Write out, exactly as they appear, only the lines running from the line with "For the benchmark, drop one pin per instance of the blue" to the final line of the listing; include both.

==== Information provided ====

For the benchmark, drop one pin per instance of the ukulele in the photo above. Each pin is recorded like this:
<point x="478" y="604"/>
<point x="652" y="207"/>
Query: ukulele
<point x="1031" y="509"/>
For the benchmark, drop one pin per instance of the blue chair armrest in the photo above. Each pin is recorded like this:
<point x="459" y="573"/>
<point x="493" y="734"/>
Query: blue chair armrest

====

**Output**
For the benchmark, drop one pin per instance of the blue chair armrest in the photo above. Each pin is recorded like this:
<point x="459" y="573"/>
<point x="493" y="734"/>
Query: blue chair armrest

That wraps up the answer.